Tarefas a realizar:
1. Segundo o texto sobre Salazar, em que semanário foi originalmente publicado o artigo de António Lopes Ribeiro?
2. Prossiga o texto sobre Salazar a partir da última frase apresentada, mantendo o mesmo tom e a mesma forma de tratamento.

Texto:
****************************************
PARABÉNS, SALAZAR!
Sob o título acima, o grande cineasta e homem de cultura que foi António Lopes Ribeiro fez questão de publicar no semanário "A Rua", a 28 de Abril de 1977, dia em que passavam 88 anos sobre o nascimento de Salazar, o artigo que se segue, e que aqui republico para assinalar o dia de hoje, em que se completam 120 anos sobre o mesmo acontecimento. Parabéns, Salazar!
Se fosses vivo, Salazar, completarias hoje – hoje precisamente - 88 anos. O que quer dizer que sem a queda desastrada e desastrosa que atirou contigo, semanas depois, para o Hospital da Cruz Vermelha, e dali a dois anos para o cemitério do Vimeiro, podias muito bem ainda estar vivo. E é de crer que com a tua fortaleza de alma, a força inquebrantável do teu espírito, a rijeza beirã que te fez resistir a todos os achaques que te afligiram desde a juventude, ainda hoje estivesses vivo e são, física e mentalmente. A prova é que mesmo durante os vinte e dois meses da tua longa e lenta agonia (já disse um poeta que morreste "devagar", como aquele rei de Portugal a quem chamaram Capitão de Deus) mantiveste quase intacta a lucidez que fez de ti, quer queiram quer não, uma das mais altas figuras da nossa história multissecular. E, sem sombra de dúvida, o maior Português do nosso século.
Mas, se hoje estás fisicamente morto, jazendo na tua campa modesta - que ainda ninguém se atreveu a profanar e onde todos os dias há quem vá depor flores - continuas vivo, bem vivo, cada vez mais vivo na memória de todos os Portugueses, mesmo na daqueles que se disseram teus inimigos e hoje tentam - em vão - apagar a lembrança do que foste, sumir a recordação do muito que fizeste pelo país onde nasceste, pelo povo a que pertences, povo e país que serão sempre os teus, pelos séculos dos séculos.
Que importa que umas dúzias, ou mesmo umas centenas de aventureiros da política, fardados ou à paisana, procurem negar a tua obra, que nem sequer tiveram o bom senso e a inteligência de aproveitar no que ela teve de melhor, em beneficio deles próprios? Que interessa que um caquético capitão, percursor falhado e exilado de outros capitães - alguns dos quais como ele se exilaram para não prestar contas dos seus malefícios - te chame, com a grosseria própria das casernas, "o fradalhão de Santa Comba"? Julgará ele, no seu anticlericalismo primário e imbecil, que comparar-te aos frades mais austeros e mais sábios pode diminuir, no mínimo que seja, a tua estatura gigantesca de mestre e de estadista, a tua auréola de pensador e homem de acção, a tua exemplar integridade moral, a tua honestidade incorruptível, o teu portuguesismo inabalável?... Pobre tonto!
****************************************
Entradas de dados recolhidas:
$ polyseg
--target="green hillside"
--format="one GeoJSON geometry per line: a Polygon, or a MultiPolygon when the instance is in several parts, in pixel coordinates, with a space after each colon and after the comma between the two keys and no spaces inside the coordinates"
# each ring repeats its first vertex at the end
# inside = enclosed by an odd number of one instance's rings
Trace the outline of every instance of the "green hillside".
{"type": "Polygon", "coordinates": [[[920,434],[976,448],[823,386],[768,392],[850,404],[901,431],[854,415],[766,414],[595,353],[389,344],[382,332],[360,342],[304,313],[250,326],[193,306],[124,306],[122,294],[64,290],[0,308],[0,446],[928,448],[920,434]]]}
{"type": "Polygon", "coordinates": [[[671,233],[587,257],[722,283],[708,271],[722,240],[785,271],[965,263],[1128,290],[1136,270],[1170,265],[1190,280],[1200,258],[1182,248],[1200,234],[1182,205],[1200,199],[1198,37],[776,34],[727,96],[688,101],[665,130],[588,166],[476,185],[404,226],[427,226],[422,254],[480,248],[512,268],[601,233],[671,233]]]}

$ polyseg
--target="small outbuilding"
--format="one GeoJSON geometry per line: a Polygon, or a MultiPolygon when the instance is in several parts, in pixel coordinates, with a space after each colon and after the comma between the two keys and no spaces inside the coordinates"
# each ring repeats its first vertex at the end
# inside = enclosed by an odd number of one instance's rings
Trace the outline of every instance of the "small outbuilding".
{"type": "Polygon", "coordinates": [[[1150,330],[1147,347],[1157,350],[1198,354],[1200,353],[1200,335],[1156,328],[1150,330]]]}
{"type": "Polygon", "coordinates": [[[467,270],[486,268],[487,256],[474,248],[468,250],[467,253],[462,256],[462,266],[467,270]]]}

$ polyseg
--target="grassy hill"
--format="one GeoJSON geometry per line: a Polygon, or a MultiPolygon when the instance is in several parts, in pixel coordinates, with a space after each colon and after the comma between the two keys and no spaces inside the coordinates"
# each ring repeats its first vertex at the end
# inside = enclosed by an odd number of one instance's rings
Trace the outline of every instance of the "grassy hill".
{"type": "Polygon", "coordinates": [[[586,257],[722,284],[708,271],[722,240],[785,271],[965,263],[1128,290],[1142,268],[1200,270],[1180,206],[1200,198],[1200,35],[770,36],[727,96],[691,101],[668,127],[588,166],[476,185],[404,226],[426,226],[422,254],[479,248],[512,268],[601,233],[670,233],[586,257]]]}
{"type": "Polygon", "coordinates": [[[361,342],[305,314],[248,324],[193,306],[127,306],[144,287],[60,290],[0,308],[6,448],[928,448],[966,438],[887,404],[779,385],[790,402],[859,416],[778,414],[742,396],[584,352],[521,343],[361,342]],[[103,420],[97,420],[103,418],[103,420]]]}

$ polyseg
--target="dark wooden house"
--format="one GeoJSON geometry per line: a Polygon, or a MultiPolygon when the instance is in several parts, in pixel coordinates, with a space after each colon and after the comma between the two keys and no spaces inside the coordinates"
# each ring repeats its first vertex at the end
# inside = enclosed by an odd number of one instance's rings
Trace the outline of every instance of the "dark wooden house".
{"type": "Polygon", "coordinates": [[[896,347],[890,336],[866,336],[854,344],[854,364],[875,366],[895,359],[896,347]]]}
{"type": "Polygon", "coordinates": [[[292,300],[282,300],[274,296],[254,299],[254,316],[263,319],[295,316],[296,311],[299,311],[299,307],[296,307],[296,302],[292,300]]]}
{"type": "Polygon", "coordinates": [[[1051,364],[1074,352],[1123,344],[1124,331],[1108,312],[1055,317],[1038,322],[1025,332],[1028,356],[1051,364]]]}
****************************************
Respostas por item:
1. No semanário "A Rua".

2.
Frade foi António Vieira, cujas cartas e sermões relias e meditavas com afinco, por serem tratado incomparável de governação, lição sem par de fé cristã e de amor pátrio. Frade se fez Manuel de Sousa Coutinho - Frei Luís de Sousa - que foi, tal como tu, exemplo de patriotismo e grande escritor. E outros, muitos outros, de que a História, tantas vezes ingrata ou distraída, não reteve os nomes, mas que devotaram a vida, como tu, ao serviço de Deus e da Pátria, lutando de armas na mão contra invasores cobiçosos, missionando nas terras de além-mar que descobrimos e cristianizámos, que arroteámos e civilizámos, na África, na Índia, no Brasil. Essas terras que muitos dos que hoje intentam renegar-te defenderam heroicamente enquanto foste vivo, para depois da tua morte - só depois! - as entregarem de mão beijada aos nossos inimigos mais cruéis. Essas terras que abandonámos e despovoámos nas mais trágicas e vergonhosas condições, com a cumplicidade traiçoeira ou o assentimento inexplicável daqueles que haviam jurado solenemente defendê-las, mesmo com o sacrifício da própria vida.
E alguns deles, como outros de igual jaez que não juraram nada, não tiveram pejo de ir morar na mesma casa onde moraste, de se sentarem à tua mesa de trabalho, à tua mesa de jantar, de dormirem na mesma cama onde dormiste! É até provável, na sua incomensurável vaidade e estólida inconsciência, que isso lhes parecesse merecido galardão, e que não sintam remorsos, nem lhes trema a caneta, nem os aflijam fastios, indigestões, insónias e pesadelos. Que desaforo!
Seria na ignara esperança de que a tua fantomática presença lhes guiasse o pensamento e inspirasse as grandes decisões?... Que estupidez!
Comparem-se com os teus, os seus despachos, comunicados, decretos, projectos de lei, entrevistas e discursos. Que abismo os separa! Que declínio abissal na linguagem e nos intuitos, na clareza e na eficácia! Seria de rir a perder, se por efeito deles não estivéssemos perdidos, por tudo quanto se perdeu. Em troca de quê? Da liberdade?... Qual?
Será que nem disso se dão conta?... Não o creio. Por mais inconscientes e vaidosos que sejam, ainda lhes sobrará um resíduo de inteligência que lhes permita avaliar a incapacidade de se equipararem, ou sequer se aproximarem do teu génio político, da tua competência jurídica, da tua habilidade diplomática. De tudo aquilo que nos deu quase meio século de moeda firme, de finanças sãs, de contas certas, de orçamentos equilibrados e superavitários, de obras públicas notáveis, de progresso económico constante, de ordem nas ruas, disciplina nos quartéis, nas fábricas, nas escolas.
Eras "autoritário"?... Que falta nos faz agora quem o seja, no sentido do teu "autoritarismo", oriundo da tua enorme "autoridade"! Autoridade fundada no "respeito geral" que soubeste ganhar, e merecer, em Portugal e no estrangeiro. Pasma-se de pensar que durante a tua vida inteira e nos longos meses da tua luta contra a morte foste mais respeitado pelos teus próprios inimigos do que eles hoje são pelos seus próprios partidários!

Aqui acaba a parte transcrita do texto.